• Listed entries
==============================
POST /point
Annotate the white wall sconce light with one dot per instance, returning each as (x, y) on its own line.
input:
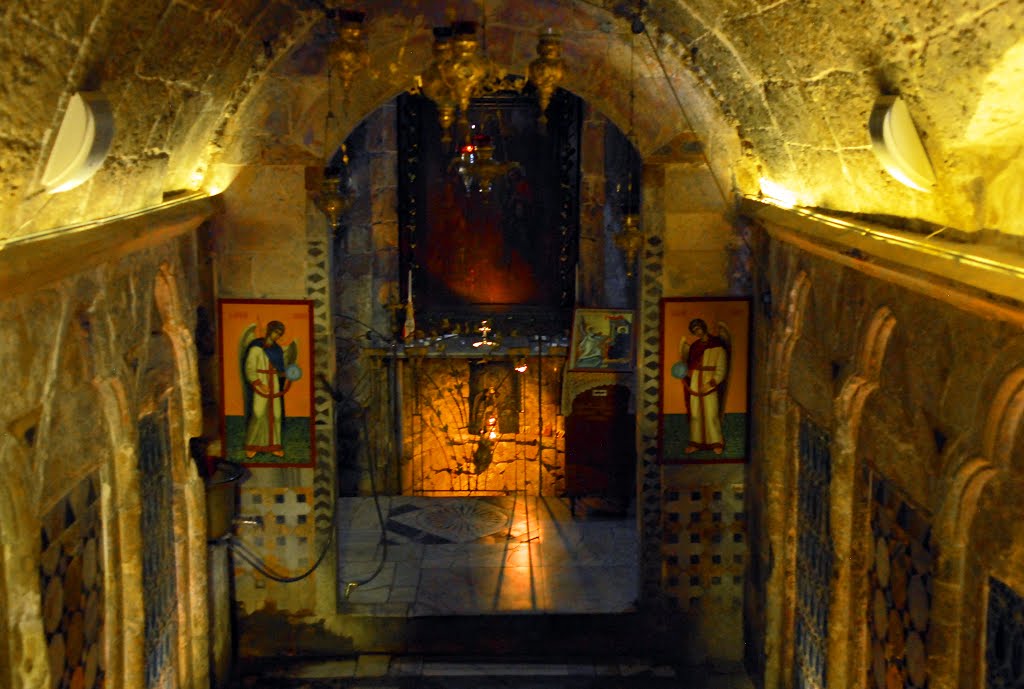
==============================
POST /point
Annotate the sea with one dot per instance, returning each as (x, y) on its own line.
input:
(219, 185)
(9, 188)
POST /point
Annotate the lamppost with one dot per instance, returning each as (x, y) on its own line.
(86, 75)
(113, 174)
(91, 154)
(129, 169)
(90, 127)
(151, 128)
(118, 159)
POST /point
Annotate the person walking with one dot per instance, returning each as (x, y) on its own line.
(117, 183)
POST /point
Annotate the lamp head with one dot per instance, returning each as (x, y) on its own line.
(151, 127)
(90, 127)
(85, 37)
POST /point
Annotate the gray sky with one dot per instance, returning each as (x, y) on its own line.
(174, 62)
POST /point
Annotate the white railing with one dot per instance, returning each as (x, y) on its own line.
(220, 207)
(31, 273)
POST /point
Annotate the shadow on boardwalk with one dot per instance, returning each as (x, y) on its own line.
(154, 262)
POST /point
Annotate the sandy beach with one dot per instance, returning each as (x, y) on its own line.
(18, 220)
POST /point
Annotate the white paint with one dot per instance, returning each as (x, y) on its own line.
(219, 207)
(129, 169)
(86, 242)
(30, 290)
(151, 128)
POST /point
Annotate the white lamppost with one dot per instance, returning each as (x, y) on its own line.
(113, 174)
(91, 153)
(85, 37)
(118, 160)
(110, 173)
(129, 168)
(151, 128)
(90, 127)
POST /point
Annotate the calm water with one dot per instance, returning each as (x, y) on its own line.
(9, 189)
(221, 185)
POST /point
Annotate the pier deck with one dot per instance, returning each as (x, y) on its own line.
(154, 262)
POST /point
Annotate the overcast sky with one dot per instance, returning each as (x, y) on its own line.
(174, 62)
==============================
Copy out every line above that contains the string "lamppost", treating uppercase and lowercase letters as different.

• Response
Annotate the lamppost with one dot per instance, returning each as (x, y) on its own line.
Annotate the white lamppost with one dot per instance, returning each as (x, y) on its own line.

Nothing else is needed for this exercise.